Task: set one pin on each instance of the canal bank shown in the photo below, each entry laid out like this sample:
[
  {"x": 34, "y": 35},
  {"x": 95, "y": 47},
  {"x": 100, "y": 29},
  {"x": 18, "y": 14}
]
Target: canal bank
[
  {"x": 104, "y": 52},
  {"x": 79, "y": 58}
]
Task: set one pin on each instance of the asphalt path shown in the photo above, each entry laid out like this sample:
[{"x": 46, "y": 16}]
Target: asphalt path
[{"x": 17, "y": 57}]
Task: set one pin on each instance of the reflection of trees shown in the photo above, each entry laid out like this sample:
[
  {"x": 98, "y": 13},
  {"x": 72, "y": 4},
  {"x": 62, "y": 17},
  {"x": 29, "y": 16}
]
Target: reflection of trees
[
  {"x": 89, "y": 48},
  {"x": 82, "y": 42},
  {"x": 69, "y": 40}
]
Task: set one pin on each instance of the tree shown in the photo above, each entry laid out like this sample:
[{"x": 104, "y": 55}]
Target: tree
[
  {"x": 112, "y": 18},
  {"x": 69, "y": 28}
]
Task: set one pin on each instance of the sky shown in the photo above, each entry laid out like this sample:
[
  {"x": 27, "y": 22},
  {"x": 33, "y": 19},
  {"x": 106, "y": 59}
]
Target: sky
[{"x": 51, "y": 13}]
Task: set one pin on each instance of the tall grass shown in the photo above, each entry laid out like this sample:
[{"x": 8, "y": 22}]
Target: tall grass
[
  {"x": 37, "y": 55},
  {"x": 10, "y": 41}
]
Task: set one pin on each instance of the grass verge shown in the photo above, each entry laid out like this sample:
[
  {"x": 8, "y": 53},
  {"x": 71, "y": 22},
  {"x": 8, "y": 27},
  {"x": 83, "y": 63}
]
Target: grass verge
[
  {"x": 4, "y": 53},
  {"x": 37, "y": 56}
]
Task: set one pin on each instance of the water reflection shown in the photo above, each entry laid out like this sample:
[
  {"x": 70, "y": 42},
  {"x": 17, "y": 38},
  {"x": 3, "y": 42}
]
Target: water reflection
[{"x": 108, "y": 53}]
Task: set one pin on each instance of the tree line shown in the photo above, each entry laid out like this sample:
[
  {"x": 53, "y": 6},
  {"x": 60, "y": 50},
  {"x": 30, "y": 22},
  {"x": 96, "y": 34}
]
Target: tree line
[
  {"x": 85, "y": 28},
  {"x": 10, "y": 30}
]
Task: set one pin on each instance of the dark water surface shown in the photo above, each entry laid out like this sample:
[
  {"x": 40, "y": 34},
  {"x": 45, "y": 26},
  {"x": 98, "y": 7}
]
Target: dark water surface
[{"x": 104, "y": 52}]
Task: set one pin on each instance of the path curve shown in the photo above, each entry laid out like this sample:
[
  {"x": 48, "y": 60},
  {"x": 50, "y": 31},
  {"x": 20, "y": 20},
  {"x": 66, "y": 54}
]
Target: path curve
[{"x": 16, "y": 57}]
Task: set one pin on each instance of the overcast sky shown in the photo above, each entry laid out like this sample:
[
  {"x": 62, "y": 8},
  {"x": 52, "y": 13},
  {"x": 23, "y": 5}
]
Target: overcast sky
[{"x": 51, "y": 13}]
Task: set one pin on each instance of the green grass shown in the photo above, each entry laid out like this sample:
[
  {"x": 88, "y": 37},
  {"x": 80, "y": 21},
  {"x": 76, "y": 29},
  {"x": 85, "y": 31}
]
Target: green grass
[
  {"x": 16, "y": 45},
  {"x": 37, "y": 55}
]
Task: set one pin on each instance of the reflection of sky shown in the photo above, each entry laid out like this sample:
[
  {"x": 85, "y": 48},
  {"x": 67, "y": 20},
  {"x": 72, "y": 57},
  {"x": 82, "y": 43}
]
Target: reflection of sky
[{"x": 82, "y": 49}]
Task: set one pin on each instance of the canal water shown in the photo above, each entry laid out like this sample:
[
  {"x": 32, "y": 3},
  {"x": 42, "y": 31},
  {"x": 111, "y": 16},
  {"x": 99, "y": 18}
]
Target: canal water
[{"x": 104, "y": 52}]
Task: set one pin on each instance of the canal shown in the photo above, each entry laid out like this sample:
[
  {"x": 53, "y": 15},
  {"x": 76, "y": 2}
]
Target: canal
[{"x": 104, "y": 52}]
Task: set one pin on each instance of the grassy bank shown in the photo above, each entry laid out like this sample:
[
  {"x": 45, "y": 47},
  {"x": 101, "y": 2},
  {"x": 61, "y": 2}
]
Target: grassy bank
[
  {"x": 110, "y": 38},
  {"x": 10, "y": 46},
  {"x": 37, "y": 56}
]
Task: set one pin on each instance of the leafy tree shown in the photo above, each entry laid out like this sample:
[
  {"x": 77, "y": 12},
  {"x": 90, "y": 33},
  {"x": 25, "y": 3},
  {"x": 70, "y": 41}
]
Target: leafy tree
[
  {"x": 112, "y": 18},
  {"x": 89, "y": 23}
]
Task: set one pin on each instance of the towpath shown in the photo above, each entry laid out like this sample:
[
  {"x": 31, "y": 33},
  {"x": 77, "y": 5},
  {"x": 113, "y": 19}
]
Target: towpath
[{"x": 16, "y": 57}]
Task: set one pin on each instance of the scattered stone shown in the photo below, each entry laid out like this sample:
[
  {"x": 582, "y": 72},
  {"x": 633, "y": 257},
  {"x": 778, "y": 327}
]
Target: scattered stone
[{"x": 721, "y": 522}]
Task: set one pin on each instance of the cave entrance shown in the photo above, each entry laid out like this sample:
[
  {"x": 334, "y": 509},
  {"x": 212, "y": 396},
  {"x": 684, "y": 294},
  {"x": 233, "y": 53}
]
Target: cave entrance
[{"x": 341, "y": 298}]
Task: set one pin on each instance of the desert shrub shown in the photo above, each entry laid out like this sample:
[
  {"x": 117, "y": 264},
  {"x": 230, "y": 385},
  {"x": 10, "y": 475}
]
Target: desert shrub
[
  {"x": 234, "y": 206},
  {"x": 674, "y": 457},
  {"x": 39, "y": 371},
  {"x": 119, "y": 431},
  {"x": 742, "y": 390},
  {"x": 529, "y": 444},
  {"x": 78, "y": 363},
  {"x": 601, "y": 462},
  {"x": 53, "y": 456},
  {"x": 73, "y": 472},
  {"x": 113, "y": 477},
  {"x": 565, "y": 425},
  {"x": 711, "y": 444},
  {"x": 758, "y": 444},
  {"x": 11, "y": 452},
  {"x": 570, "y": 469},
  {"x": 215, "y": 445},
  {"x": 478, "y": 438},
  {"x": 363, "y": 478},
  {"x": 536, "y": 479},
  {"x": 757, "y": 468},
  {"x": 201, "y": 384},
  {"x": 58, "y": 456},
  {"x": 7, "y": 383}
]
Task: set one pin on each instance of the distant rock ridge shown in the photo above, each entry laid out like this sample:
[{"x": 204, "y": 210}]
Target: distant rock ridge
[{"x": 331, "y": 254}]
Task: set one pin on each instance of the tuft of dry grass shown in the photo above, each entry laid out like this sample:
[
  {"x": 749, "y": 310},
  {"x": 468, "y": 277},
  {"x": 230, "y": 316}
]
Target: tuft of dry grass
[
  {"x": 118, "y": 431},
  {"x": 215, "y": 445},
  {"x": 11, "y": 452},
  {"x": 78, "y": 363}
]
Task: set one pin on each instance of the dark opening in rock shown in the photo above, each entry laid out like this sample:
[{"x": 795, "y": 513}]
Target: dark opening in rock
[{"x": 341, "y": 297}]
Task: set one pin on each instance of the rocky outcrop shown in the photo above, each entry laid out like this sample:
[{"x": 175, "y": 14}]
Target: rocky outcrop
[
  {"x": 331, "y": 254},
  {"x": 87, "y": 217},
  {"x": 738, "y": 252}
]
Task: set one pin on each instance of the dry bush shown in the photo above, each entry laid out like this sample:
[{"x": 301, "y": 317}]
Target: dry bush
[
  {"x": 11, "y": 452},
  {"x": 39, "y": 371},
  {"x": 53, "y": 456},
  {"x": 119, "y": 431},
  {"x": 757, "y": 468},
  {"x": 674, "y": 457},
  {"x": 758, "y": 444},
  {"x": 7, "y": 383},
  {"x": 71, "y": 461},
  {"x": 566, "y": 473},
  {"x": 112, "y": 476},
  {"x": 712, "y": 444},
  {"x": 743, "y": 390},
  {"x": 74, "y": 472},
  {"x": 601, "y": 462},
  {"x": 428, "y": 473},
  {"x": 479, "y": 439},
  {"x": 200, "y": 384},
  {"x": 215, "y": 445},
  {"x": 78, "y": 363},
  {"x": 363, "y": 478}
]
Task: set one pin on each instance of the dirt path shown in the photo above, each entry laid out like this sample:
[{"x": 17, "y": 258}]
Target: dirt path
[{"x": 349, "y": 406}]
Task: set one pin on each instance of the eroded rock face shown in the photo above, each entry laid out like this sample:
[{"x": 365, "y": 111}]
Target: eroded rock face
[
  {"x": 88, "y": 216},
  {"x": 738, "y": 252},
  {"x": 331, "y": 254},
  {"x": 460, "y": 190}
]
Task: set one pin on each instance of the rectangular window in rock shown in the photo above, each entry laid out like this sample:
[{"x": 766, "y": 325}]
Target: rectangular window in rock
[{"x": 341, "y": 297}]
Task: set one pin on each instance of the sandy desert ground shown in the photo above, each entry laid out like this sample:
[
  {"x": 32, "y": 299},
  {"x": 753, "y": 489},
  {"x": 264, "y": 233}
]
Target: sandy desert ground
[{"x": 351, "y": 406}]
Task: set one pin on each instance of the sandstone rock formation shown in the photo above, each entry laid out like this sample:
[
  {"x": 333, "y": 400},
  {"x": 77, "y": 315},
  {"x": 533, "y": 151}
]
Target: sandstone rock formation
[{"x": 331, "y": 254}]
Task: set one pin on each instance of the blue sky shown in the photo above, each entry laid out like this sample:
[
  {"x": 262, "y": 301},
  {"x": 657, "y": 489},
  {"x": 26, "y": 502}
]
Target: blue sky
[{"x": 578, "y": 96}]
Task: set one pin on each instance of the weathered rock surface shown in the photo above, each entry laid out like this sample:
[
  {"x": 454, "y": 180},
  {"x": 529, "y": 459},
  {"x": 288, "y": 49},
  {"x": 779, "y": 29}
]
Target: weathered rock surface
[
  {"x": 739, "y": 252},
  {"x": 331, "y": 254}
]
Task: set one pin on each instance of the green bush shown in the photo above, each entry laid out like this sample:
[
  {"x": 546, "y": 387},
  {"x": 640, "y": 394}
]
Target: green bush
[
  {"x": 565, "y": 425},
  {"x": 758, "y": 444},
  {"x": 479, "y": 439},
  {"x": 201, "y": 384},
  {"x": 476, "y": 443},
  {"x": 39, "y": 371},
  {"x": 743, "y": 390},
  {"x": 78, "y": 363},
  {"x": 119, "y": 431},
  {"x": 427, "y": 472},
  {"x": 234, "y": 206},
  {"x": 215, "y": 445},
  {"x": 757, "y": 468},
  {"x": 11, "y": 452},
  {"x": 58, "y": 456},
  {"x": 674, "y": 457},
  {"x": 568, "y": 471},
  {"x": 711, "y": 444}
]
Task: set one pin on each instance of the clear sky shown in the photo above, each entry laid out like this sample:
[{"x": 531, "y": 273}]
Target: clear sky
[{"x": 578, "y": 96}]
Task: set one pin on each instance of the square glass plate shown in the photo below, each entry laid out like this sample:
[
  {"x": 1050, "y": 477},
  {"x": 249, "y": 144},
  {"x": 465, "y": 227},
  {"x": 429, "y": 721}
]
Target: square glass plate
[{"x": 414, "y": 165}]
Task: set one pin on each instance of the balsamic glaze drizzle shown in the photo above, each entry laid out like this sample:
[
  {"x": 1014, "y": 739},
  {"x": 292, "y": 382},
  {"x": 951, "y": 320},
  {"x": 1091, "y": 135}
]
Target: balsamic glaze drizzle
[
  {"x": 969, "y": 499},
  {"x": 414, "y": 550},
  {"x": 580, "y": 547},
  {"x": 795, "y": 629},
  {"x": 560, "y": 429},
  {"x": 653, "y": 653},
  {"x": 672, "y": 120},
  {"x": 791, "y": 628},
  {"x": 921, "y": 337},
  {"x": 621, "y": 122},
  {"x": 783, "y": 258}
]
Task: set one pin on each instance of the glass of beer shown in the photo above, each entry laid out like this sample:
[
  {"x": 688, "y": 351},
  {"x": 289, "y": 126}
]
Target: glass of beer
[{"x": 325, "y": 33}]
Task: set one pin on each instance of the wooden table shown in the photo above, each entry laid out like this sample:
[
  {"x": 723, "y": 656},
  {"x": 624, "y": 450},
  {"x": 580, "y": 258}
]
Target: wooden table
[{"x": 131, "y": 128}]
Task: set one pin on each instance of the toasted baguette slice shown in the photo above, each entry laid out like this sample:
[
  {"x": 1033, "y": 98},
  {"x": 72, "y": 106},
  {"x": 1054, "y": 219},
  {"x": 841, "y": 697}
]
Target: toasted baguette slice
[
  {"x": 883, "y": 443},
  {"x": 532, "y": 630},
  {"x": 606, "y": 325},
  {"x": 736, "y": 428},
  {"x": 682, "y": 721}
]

______

▶ _What you need to do_:
Exactly reproduce the lines beginning with the one that contains "Task: set one pin on each instance of the glass" and ending with the last line of the material, both included. Leave out everything else.

▶ _Result for this task_:
Task: set one pin on each instance of the glass of beer shown in the photo above, each entry laid out like this sample:
[
  {"x": 688, "y": 351},
  {"x": 289, "y": 126}
]
Target: glass of beer
[{"x": 325, "y": 33}]
Task: set one pin on each instance of the wooden table shown in the photo above, each entry laid out like this sample:
[
  {"x": 723, "y": 656},
  {"x": 624, "y": 450},
  {"x": 580, "y": 258}
]
Target: wooden table
[{"x": 131, "y": 128}]
Task: set one pin on each instance of the toasted baguette slice shown in the photo above, each entry laid out like this sample:
[
  {"x": 1033, "y": 98},
  {"x": 72, "y": 106},
  {"x": 1054, "y": 219},
  {"x": 841, "y": 697}
]
Target: toasted baguette slice
[
  {"x": 883, "y": 443},
  {"x": 532, "y": 630},
  {"x": 606, "y": 325},
  {"x": 736, "y": 428},
  {"x": 682, "y": 721}
]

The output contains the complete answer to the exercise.